- _Tarefas_:
#1 Copie fielmente o trecho do texto sobre o carro autônomo da UFSC que começa em "O carro é equipado" e termina em "mapear seus arredores.".
#2 No texto sobre o carro autônomo da UFSC, qual é o nome do sensor mais utilizado atualmente para reconhecimento de terreno e obstáculos?
#3 Retome o texto sobre o carro autônomo da UFSC a partir do ponto em que ele termina.

- _Texto de origem_:
____________

A equipe de competição Ampera Racing, formada por estudantes da Universidade Federal de Santa Catarina (UFSC), finalizou seu primeiro projeto de carro autônomo – que dirige sozinho, sem motorista para conduzi-lo. Lançado oficialmente na última semana, o protótipo ERA-222 é movido por um motor elétrico e foi projetado com tecnologia avançada de inteligência artificial, que faz a detecção de cones e o planejamento da trajetória e permite sua operação sem controle humano direto. O veículo pode ser visto andando pelo Campus Universitário Trindade, em Florianópolis, nesta primeira semana de aulas.
O carro é equipado com um atuador na direção, para controlar o volante, um freio de emergência e um sistema de emergência remoto em caso de falha. Além disso, um sistema de câmeras inteligentes permite estimar a posição dos objetos e do próprio carro. Este é um diferencial em relação à maioria dos veículos autônomos do mundo. O sensor mais utilizado atualmente para reconhecimento de terreno e obstáculos se chama Lidar e se baseia em um conjunto de lasers para mapear seus arredores.
A troca ocorreu pelo preço do produto – os sensores passam de R$ 20 mil. Mas as pesquisas da UFSC com carros autônomos também buscam alternativas ao Lidar pela falta de clareza sobre os riscos que uma exposição ampliada e contínua a esses lasers possa oferecer às pessoas em um potencial futuro repleto de carros autônomos rodando pelas ruas.
O ERA-222 é o segundo veículo tipo fórmula autônomo das Américas – o primeiro foi feito por uma equipe da Universidade Estadual de Campinas (Unicamp). Por aqui ainda não há competições de fórmula na categoria driverless, específica para veículos autônomos. Por enquanto, a modalidade existe apenas na Europa. A organização da competição universitária Fórmula SAE Brasil, contudo, considera abrir espaço para uma demonstração dos carros autônomos das equipes da UFSC e da Unicamp durante o evento agendado para agosto.
TCC, baterias explodidas e aprendizados
O pontapé inicial do projeto ocorreu em 2020, com o trabalho de conclusão de curso (TCC) da engenheira mecânica Laíza Parizotto, ex-vice-presidente da Ampera. O estudo Detecção de cones com redes convolucionais para veículo autônomo de Fórmula SAE “foi eleito um dos melhores TCCs já feitos no CTC [Centro Tecnológico da UFSC], e, com esse know-how adquirido, ela fundou a iniciativa do driverless dentro da Ampera”, conta Guilherme Mertens de Andrade, estudante de Engenharia de Controle e Automação e diretor de Sistemas Autônomos da equipe de competição. A iniciativa se oficializou em meados de 2021, quando foi feito o primeiro processo seletivo específico para a criação do veículo autônomo.
“Fazer um carro autônomo por si só já é um enorme desafio, pois não é algo que você aprende dentro da universidade, e não existe um ‘passo a passo’ disponível na internet. Acredito que o maior desafio foi ter tomado a decisão de se arriscar nesse projeto, pois iria requerer um nível de complexidade enorme adicionado no carro, conhecimentos novos, investimento de dinheiro por parte da Ampera e muitas horas de trabalho”, afirma Guilherme.

____________

- _Material fornecido_:
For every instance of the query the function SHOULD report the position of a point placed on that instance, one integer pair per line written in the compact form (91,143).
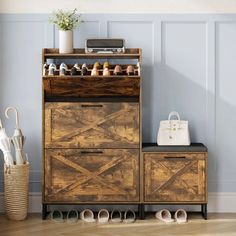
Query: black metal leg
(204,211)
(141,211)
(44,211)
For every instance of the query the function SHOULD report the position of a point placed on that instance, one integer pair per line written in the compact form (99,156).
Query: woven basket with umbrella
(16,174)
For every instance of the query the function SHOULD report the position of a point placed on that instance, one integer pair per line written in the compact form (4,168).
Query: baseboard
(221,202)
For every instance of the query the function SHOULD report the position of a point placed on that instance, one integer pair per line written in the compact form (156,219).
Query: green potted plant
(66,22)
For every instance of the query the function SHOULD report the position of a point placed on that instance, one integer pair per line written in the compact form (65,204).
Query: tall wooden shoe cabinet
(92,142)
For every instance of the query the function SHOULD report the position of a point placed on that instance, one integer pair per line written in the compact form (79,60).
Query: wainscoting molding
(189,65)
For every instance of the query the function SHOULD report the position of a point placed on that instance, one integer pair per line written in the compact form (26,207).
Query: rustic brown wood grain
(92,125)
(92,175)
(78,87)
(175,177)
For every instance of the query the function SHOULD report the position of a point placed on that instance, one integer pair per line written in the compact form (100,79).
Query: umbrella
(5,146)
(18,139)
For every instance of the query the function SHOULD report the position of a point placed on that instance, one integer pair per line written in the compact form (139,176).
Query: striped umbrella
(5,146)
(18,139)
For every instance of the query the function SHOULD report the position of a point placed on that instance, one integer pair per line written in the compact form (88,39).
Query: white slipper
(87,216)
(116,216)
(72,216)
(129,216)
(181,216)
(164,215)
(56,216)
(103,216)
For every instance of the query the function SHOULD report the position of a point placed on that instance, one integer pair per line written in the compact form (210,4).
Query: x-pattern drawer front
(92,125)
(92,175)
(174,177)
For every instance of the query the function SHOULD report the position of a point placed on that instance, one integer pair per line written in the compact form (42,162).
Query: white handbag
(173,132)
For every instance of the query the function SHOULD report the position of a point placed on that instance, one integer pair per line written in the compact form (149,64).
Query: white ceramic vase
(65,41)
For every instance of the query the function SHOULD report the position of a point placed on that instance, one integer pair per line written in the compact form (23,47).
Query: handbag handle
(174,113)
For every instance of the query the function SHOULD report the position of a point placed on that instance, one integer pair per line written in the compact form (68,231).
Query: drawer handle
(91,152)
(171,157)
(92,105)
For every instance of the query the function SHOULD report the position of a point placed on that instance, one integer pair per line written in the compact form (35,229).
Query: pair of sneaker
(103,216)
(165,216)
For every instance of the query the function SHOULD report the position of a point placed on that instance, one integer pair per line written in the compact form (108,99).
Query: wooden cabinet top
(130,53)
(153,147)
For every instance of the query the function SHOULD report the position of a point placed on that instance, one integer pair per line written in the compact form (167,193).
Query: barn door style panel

____________

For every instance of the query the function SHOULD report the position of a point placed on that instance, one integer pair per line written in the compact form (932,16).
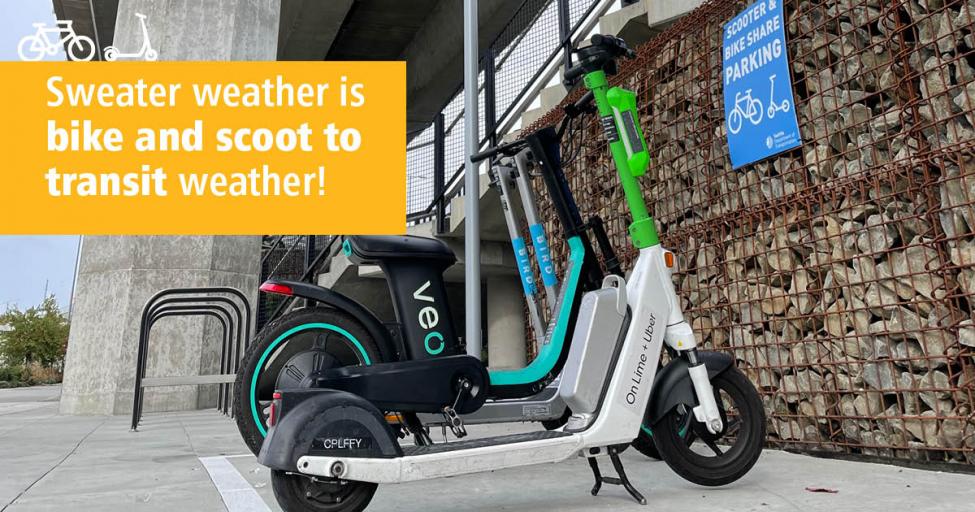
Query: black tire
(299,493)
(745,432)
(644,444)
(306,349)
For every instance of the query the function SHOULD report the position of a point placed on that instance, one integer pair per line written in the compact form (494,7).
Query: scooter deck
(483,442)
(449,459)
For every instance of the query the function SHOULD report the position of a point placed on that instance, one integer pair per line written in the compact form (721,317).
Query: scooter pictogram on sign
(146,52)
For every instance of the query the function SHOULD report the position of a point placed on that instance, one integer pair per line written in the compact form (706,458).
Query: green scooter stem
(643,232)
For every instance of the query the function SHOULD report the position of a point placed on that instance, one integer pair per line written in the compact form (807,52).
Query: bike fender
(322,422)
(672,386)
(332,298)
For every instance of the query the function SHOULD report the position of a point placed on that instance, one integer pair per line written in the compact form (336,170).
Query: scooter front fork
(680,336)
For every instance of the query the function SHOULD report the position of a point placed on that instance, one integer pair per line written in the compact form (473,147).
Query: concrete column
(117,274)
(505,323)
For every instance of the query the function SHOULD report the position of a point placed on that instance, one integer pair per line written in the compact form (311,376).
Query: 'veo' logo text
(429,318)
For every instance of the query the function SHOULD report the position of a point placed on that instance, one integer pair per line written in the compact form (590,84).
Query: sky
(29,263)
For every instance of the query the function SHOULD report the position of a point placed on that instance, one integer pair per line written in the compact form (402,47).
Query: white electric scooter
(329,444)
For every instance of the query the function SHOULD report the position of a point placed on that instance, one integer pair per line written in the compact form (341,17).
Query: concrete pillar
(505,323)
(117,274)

____________

- _Respostas das tarefas_:
#1
O carro é equipado com um atuador na direção, para controlar o volante, um freio de emergência e um sistema de emergência remoto em caso de falha. Além disso, um sistema de câmeras inteligentes permite estimar a posição dos objetos e do próprio carro. Este é um diferencial em relação à maioria dos veículos autônomos do mundo. O sensor mais utilizado atualmente para reconhecimento de terreno e obstáculos se chama Lidar e se baseia em um conjunto de lasers para mapear seus arredores.

#2 Lidar.

#3
Sob orientação do professor do Departamento de Informática e Estatística da UFSC Aldo von Wangenheim e com apoio do Laboratório de Processamento de Imagens e Computação Gráfica (Lapix), do Laboratório de Integração Software/Hardware (Lisha) e, nas fases iniciais, do Programa de Educação Tutorial – Metrologia e Automação (PET-MA), a equipe precisou estudar, realizar muitos testes e também errar bastante até conseguir fazer o carro andar sozinho. “Foram várias placas queimadas, baterias explodidas e decepções ao longo do caminho, mas isso representa muito a Ampera Racing, ver as coisas dando muito errado, mas conseguindo ser resiliente e dar a volta por cima”, relata o estudante.
Além dos aprendizados técnicos, o diretor de Sistemas Autônomos da Ampera destaca os conhecimentos gerenciais que desenvolveu ao longo do processo. “É claro que aprender a treinar uma rede neural, manufaturar um atuador e projetar placas é muito massa, mas não se compara à importância das skills de liderança e gerenciamento que obtive durante o projeto. Não é simples coordenar um time de mais de 80 pessoas, motivá-las a ter que trabalhar durante o final de semana, e até às vezes na madruga, e garantir que todos estão na mesma página e com as demandas claras.”
“Ter entrado para a Ampera Racing foi a melhor decisão que tomei desde que entrei para a UFSC. Ter a oportunidade de sonhar durante dois anos por um projeto e fazer algo tão grandioso e importante para o ecossistema de inovação catarinense (um dos primeiros carros autônomos do Brasil) é uma chance que, quando aparece, você tem que agarrá-la, e foi isso que fiz em 2021”, complementa.
Futuros protótipos
Os integrantes da Ampera já começaram os planos para seu próximo carro. A intenção é investir principalmente no sensoriamento. O destaque ficará por conta de um aparelho de GPS recebido de uma das empresas patrocinadoras. Utilizado por espaçonaves e pelo exército estadunidense, o dispositivo é tão preciso que consegue distinguir em qual dedo da mão está. Para efeito de comparação, os GPS comerciais têm sua margem de erro na casa dos metros – imprecisos demais para serem usados em carros autônomos.
“Essa precisão deixará nosso próximo carro com uma performance muito melhor, mas também queremos comprar um Lidar de longo alcance, sensor utilizado para estimar com precisão a distância dos objetos na pista em relação ao carro e estamos indo atrás de patrocínio”, salienta Guilherme.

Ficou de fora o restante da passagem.